_Action item_
Reproduce the passage from the issue tracking data write-up word for word, from "Data Set Summaries" to "and range variables.".

_Given passage_
++++++++++

EDA in an Issue Tracking System Data Set

by Dannyel Cardoso da Fonseca

This project aims to explore a data set containing 22125 observations of issues tracking and their history logs. The data set represents 5 years of project management which aimed maintenance and customization of many integrated systems (SIG) for the academic, administrative and human resources management at the Universidade Federal de Goiás (UFG).

A proprietary issue tracking system (SIGProject) was used to manage activities of company (ESIG) and client (Cercomp) teams.

Screenshot

I used data wrangling techniques to export data from that and clean them. The final data set, used in this project, and its documentation can be accessed, respectively, in these links:

The exported data set, the wrangling process scripts and an example of one issue tracking can be find in data_wrangling folder.

Data Set Summaries

In this section, I perform a univariate exploration in the data set, by first examining the structure, followed by analysis of time-series variables and ending with the analysis categorical and range variables.

Data Set Structure

The issues data set contains 22125 rows and 24 variables. Of these 24 variables 16 are about issue data and 8 about issue’s logs.

## 'data.frame':    22125 obs. of  24 variables:
##  $ issue_id             : int  487247 487247 ...
##  $ issue_number         : int  88374 88374 ...

++++++++++

_Stored records_
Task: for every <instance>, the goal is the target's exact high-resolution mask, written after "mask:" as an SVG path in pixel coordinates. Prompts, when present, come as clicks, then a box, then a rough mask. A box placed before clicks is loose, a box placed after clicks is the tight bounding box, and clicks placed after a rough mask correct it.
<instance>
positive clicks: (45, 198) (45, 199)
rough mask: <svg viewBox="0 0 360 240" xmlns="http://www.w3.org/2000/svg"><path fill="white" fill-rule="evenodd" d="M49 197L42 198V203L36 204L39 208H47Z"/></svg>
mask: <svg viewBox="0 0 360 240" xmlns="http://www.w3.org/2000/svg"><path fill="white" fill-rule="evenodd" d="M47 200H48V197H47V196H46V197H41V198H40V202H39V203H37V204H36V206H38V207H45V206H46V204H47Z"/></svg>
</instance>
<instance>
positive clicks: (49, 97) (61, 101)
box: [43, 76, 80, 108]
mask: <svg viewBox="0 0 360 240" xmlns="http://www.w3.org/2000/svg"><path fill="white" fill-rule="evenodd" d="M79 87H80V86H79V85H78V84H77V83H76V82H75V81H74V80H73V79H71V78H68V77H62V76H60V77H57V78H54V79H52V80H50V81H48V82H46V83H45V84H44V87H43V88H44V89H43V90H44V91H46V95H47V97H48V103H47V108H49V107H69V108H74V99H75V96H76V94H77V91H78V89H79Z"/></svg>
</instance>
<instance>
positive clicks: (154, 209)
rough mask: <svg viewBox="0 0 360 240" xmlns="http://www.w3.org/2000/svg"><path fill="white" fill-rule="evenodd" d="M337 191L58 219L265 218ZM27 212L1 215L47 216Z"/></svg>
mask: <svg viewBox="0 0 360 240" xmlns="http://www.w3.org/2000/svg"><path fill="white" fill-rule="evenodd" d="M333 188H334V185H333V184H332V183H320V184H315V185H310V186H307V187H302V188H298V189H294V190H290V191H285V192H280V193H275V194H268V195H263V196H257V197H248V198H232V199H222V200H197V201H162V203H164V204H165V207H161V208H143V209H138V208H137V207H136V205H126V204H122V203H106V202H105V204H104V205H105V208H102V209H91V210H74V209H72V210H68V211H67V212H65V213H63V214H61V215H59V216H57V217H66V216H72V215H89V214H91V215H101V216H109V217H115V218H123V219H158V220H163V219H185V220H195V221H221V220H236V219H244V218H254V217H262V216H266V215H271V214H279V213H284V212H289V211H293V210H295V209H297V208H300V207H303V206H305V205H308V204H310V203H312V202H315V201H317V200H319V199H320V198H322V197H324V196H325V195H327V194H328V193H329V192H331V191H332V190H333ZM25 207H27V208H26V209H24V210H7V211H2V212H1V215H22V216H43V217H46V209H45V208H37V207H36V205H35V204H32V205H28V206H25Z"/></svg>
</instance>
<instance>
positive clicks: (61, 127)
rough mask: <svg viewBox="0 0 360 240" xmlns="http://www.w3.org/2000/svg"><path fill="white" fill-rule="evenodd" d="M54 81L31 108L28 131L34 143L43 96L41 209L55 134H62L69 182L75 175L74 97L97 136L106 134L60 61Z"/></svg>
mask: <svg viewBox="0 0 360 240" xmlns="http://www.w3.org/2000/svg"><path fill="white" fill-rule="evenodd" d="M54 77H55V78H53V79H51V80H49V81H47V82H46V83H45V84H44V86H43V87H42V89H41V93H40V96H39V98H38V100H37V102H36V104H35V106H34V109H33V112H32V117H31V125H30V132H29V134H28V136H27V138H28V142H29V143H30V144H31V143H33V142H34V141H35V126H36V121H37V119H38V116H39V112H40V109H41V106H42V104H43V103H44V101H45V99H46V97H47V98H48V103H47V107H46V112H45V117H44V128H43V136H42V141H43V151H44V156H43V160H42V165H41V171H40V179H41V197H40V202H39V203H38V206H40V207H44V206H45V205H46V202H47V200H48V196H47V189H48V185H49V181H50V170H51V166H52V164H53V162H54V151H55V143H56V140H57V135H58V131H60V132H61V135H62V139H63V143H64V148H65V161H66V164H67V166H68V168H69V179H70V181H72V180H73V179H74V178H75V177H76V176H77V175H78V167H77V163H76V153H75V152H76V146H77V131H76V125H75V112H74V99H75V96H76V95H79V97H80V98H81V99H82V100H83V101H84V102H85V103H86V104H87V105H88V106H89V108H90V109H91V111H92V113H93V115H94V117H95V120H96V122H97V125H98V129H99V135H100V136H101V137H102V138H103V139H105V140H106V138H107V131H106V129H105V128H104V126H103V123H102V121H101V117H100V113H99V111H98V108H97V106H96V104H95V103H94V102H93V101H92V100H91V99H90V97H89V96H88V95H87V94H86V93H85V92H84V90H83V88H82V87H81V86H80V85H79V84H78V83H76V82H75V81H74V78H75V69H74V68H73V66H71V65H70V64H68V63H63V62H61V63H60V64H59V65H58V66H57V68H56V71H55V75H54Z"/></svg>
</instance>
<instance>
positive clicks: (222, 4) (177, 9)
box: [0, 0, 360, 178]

++++++++++

_Expected answer_
Data Set Summaries

In this section, I perform a univariate exploration in the data set, by first examining the structure, followed by analysis of time-series variables and ending with the analysis categorical and range variables.